__Фрагмент текста__.
■ ■ ■ ■ ■

Читаем Демон абсолюта полностью

Половина первой главы «Семи столпов» кажется вступлением к рассказу, где эротизм играет основную роль; закрыв книгу, мы видим, что не играет никакой, за исключением малоудивительной истории Дауда и Фарраджа и происшествия в Дераа. Первого Лоуренс касается лишь мимоходом, второго — лишь в роли жертвы. «Наша жизнь не сводилась к тому, что я описал (есть вещи, которые нельзя повторить хладнокровно из чистого стыда)».[635] Здесь обширна теневая сторона. Такие фразы, как: «Плоть и кровь раздирали наши утробы странными желаниями…»; «Некоторые, в стремлении покарать похоть, которую не могли предотвратить полностью, находили дикую гордость в уничижении тела и свирепо отдавались тому, что сулило им физическую боль или скверну»; «Я любил то, что ниже меня, и там, внизу, находил свои удовольствия и приключения»; «Мои чувства были как грязь, налипшая на ноги»[636] — выявляли ли они гомосексуальность, предполагаемую во многих местах, провозглашаемую во вступительном стихотворении, но отрицаемую теми, кто знал Лоуренса всю его жизнь?[637] Или они выявляли более глубокое и более мучительное одиночество?

■ ■ ■ ■ ■

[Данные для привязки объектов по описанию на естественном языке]
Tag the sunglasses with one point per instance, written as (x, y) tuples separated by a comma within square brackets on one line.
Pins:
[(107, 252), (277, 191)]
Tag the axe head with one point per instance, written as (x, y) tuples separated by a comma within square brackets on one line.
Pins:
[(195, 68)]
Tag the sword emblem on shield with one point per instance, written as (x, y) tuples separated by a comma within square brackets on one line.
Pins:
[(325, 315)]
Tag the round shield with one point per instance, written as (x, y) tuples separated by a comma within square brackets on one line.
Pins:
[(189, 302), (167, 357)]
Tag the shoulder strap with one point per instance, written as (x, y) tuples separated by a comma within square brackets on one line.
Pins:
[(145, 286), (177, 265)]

■ ■ ■ ■ ■

__Задание__.
Ответьте по отрывку на три вопроса:
1. Какие два исключения названы, когда говорится, что эротизм в книге не играет никакой роли?
2. В какой роли Лоуренс касается происшествия в Дераа?
3. Где, согласно отрывку, провозглашается гомосексуальность?

__Ответ__.
1. Малоудивительная история Дауда и Фарраджа и происшествие в Дераа.
2. Лишь в роли жертвы.
3. Во вступительном стихотворении.